→ **PAGE TEXT**
For date nights these days, we usually stick to pizza and beer. And that’s just fine with us.
Step Four: Be Cool With Constant Mortal Peril
Guiding is an unpredictable profession. During the alpine season, my partner frequently wakes up at 1:00 AM, turns on the lights, and makes breakfast three feet away from me before work. (Did I mention we live in a van?) Sometimes, he comes home four or five hours after I expect him to. When guided days run long, he misses dinner, social events, and dates.
But the hardest part isn’t the early mornings or the late nights. It’s wondering if he’ll come home at all.
About three years ago, the man I dated before my current partner died in a recreational climbing accident. It’s something I’ll never really get over.
Now, my partner’s work and play take him into dangerous terrain year-round. About two years ago, he was hit in the eye by a falling chunk of ice while working. He called me when he got back to the trailhead.
“Will you still love me if I have a giant hole in my face?” he asked quietly.
But he was alive. I drove an hour and a half to the hospital, and cried the whole way.
He ended up with stitches in his cheek and eyebrow, and he had to have his retina surgically reattached. He fully recovered, but I still think about that phone call a lot. And I wonder how long it will be until I have to answer a similar one. Or worse, an accident call where he’s not the one on the other line.
Sometimes I wish my partner would suddenly find a passion for accounting or insurance sales. But the truth is, all the things that make my boyfriend a good guide are the things that make him a good life partner. He’s patient. He’s driven. He’s confident in himself. And he loves the mountains.

→ **TASK OBJECTIVE**
Retype the passage about life with a mountain guide word for word, from start to finish. The data that comes next has no connection to the passage.

→ **RECORDED INFORMATION**
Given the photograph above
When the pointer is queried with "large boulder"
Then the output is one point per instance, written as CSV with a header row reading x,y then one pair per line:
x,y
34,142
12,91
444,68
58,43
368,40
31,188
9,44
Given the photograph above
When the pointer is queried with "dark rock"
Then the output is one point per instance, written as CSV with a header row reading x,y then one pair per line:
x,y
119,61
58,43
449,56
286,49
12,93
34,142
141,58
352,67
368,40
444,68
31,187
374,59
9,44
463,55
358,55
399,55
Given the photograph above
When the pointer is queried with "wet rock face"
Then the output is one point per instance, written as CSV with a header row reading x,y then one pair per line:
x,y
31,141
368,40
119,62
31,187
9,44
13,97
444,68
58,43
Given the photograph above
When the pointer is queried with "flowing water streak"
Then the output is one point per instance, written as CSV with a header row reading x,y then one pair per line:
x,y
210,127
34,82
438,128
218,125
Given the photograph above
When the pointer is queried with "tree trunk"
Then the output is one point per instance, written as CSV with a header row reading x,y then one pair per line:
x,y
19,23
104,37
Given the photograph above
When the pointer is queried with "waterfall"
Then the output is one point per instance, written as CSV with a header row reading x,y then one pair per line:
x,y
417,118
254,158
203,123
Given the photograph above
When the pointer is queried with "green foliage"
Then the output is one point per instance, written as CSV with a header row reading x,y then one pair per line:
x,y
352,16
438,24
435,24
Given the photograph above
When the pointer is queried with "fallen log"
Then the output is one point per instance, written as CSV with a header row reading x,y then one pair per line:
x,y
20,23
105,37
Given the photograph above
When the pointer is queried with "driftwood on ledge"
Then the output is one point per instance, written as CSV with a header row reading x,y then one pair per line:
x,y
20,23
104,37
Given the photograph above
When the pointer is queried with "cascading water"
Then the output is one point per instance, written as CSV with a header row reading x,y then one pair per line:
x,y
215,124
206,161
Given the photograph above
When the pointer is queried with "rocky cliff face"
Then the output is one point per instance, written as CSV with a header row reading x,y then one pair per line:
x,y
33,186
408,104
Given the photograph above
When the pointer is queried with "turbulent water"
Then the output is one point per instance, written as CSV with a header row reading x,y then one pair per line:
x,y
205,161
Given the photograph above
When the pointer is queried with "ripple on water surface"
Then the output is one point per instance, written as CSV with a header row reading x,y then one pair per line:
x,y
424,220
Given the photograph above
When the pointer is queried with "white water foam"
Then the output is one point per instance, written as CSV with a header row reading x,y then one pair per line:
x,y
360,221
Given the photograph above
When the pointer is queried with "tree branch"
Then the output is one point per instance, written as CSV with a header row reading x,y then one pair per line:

→ **RESULT OF THE EXERCISE**
For date nights these days, we usually stick to pizza and beer. And that’s just fine with us.
Step Four: Be Cool With Constant Mortal Peril
Guiding is an unpredictable profession. During the alpine season, my partner frequently wakes up at 1:00 AM, turns on the lights, and makes breakfast three feet away from me before work. (Did I mention we live in a van?) Sometimes, he comes home four or five hours after I expect him to. When guided days run long, he misses dinner, social events, and dates.
But the hardest part isn’t the early mornings or the late nights. It’s wondering if he’ll come home at all.
About three years ago, the man I dated before my current partner died in a recreational climbing accident. It’s something I’ll never really get over.
Now, my partner’s work and play take him into dangerous terrain year-round. About two years ago, he was hit in the eye by a falling chunk of ice while working. He called me when he got back to the trailhead.
“Will you still love me if I have a giant hole in my face?” he asked quietly.
But he was alive. I drove an hour and a half to the hospital, and cried the whole way.
He ended up with stitches in his cheek and eyebrow, and he had to have his retina surgically reattached. He fully recovered, but I still think about that phone call a lot. And I wonder how long it will be until I have to answer a similar one. Or worse, an accident call where he’s not the one on the other line.
Sometimes I wish my partner would suddenly find a passion for accounting or insurance sales. But the truth is, all the things that make my boyfriend a good guide are the things that make him a good life partner. He’s patient. He’s driven. He’s confident in himself. And he loves the mountains.